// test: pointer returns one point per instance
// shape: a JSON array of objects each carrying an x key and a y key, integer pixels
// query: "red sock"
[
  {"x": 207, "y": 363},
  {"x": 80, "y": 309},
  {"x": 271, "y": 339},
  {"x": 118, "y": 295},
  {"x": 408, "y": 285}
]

************

Copy each line exactly, from the line containing "key, integer pixels" down to the last line of the material, and no other lines.

// shape: a JSON array of objects each carrying an x key and a y key, integer pixels
// query: "red sock"
[
  {"x": 207, "y": 363},
  {"x": 80, "y": 309},
  {"x": 271, "y": 339},
  {"x": 118, "y": 295},
  {"x": 408, "y": 285}
]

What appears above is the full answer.